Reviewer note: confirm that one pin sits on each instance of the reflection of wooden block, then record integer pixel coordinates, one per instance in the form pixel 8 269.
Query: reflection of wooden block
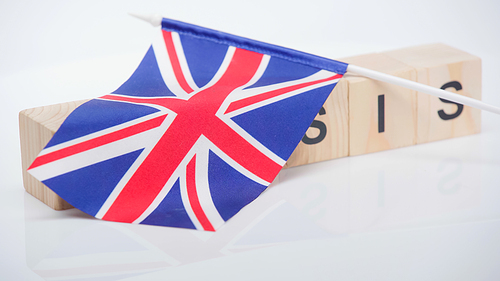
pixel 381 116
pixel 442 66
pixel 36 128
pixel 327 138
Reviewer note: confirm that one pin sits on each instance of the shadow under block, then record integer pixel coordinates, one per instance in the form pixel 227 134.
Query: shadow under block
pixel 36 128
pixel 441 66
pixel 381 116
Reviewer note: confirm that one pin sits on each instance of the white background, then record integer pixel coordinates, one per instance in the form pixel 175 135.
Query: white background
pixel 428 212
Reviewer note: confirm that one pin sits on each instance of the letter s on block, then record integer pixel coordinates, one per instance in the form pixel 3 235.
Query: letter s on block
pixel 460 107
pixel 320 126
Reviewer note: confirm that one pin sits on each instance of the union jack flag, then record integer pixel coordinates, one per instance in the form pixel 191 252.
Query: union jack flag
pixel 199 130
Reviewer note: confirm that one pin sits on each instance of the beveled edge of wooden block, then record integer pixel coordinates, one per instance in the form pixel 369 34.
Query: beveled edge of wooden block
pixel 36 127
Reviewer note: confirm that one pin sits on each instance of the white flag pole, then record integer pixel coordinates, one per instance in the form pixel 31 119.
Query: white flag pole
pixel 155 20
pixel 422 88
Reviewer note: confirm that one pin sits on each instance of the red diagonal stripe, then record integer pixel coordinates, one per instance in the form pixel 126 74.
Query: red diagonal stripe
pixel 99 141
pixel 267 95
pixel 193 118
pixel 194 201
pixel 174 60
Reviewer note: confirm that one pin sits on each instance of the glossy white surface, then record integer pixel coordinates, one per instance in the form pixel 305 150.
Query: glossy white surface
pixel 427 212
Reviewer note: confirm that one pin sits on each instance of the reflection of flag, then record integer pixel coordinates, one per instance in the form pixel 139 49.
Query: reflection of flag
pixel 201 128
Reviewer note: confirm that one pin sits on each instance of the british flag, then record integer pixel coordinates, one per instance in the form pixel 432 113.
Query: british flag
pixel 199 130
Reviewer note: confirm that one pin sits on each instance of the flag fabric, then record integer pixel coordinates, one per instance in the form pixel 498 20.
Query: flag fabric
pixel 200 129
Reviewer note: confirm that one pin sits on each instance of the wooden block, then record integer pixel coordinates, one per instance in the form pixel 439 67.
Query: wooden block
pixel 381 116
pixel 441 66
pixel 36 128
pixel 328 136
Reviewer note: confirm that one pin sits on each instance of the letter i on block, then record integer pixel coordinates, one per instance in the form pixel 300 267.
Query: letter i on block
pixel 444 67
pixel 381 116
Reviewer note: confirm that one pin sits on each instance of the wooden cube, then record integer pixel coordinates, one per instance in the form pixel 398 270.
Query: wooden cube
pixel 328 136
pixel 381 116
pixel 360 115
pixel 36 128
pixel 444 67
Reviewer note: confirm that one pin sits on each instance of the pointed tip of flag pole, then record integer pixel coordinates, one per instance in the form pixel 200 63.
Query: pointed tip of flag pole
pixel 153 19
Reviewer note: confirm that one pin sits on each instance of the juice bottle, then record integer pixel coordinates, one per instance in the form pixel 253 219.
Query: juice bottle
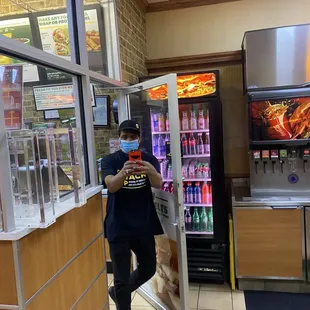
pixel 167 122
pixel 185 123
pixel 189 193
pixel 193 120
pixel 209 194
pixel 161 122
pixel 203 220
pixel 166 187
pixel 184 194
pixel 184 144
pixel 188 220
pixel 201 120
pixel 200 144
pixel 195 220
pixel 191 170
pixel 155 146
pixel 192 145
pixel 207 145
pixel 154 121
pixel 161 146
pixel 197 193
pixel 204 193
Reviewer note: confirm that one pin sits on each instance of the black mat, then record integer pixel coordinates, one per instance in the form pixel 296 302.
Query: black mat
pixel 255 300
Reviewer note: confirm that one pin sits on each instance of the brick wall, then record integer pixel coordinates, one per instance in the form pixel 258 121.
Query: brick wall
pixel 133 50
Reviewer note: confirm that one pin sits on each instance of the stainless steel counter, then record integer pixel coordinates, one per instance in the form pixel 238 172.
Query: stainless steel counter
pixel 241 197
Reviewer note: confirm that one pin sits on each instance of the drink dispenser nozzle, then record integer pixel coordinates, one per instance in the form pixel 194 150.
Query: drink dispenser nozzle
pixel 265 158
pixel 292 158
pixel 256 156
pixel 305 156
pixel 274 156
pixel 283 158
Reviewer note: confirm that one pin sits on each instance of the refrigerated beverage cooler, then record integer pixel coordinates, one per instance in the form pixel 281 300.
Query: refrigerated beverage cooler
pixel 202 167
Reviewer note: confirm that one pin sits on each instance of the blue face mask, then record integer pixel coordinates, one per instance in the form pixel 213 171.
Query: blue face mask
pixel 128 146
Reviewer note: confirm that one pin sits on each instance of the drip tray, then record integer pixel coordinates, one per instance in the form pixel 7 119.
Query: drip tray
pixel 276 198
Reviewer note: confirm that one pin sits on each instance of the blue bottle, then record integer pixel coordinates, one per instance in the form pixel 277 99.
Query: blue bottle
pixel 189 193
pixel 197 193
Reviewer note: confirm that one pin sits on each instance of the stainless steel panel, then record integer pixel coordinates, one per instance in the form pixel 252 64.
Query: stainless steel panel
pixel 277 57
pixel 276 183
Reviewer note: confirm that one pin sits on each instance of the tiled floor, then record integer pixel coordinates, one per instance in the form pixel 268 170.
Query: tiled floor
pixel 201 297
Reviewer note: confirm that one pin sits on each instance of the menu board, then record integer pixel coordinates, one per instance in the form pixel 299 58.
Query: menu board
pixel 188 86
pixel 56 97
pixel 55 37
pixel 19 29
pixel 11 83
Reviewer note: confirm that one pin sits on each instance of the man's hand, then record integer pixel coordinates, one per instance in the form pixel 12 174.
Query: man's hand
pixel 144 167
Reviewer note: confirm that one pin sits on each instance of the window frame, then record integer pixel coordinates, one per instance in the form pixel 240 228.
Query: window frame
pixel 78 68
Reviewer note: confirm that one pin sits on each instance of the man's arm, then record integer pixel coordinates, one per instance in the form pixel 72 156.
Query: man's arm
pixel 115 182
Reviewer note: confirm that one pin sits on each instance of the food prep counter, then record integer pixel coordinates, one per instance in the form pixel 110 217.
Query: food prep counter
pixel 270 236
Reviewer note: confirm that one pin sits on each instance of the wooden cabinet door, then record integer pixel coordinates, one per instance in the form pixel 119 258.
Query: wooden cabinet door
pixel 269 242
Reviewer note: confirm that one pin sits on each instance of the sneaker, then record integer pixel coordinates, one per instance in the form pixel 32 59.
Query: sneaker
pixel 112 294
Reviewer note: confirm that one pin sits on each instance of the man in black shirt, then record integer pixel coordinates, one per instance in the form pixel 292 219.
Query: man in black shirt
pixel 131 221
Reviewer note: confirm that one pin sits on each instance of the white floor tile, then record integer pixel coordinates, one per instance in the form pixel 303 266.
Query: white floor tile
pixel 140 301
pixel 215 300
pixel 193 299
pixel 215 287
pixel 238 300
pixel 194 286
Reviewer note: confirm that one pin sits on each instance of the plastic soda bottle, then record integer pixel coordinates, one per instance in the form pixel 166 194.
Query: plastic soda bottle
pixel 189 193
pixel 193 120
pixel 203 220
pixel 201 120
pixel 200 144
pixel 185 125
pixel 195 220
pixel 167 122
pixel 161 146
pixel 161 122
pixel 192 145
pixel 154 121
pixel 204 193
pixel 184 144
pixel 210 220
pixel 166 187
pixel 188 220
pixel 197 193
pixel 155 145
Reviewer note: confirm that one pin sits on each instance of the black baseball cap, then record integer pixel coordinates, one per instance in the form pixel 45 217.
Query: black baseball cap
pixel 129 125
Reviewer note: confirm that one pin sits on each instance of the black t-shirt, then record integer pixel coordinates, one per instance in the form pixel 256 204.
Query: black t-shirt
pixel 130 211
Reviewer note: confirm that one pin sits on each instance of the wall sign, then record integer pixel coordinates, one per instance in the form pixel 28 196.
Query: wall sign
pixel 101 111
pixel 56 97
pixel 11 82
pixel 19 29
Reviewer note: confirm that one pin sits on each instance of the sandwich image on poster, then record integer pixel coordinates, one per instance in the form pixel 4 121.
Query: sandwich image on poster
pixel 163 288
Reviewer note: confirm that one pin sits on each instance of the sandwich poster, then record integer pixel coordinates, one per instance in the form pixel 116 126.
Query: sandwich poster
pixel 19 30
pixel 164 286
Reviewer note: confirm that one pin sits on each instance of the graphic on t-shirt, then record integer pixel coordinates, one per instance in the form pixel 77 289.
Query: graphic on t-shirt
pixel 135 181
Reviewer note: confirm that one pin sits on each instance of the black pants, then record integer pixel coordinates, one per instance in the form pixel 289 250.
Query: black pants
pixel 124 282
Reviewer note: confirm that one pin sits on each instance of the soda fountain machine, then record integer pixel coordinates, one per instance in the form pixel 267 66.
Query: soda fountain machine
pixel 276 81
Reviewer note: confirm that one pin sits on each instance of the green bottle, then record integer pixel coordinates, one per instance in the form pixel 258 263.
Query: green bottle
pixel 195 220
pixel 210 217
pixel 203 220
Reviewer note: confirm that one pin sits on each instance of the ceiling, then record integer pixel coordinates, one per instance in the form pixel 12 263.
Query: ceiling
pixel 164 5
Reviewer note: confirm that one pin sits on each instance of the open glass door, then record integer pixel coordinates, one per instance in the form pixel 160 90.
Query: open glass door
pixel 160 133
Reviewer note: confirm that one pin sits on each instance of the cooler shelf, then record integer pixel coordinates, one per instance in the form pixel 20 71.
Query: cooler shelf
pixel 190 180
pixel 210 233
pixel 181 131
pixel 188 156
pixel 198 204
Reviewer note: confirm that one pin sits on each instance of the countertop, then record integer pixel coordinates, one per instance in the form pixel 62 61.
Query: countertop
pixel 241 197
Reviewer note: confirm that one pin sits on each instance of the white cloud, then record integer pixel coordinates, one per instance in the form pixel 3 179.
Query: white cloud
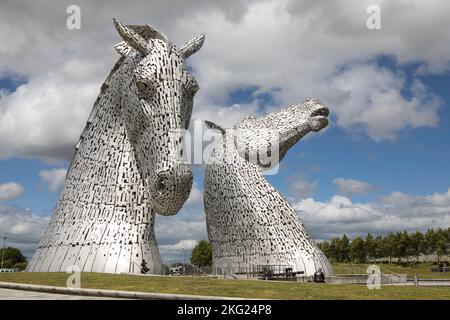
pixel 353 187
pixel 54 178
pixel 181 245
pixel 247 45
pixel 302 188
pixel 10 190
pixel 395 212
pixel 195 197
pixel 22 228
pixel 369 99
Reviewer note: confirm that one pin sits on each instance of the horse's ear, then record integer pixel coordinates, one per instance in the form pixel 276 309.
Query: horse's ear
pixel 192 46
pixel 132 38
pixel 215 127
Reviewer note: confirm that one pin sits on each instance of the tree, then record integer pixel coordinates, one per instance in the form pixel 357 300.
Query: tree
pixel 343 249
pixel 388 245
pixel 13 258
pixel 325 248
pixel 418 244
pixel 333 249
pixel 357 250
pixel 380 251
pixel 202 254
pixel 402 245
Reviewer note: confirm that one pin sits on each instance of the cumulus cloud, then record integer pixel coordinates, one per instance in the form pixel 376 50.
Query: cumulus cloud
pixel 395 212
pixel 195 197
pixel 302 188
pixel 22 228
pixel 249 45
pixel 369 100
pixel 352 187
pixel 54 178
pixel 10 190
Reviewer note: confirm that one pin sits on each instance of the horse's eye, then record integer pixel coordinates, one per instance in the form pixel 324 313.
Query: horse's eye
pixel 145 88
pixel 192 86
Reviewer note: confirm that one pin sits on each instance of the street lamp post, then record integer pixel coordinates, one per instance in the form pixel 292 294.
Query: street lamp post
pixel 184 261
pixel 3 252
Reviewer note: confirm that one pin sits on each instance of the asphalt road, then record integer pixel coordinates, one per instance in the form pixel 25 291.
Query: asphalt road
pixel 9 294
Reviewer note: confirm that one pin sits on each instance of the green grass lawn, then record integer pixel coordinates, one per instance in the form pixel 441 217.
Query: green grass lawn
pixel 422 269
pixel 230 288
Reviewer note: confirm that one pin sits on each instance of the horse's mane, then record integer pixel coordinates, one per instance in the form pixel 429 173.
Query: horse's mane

WHAT IS REQUIRED: Scan the data above; copy every line where "mane" appears.

ANSWER:
Reviewer note: confirm that one pin sits on each instance of the horse's mane, then record integer pixel coordinates, one per instance in the form pixel 429 173.
Query: horse's mane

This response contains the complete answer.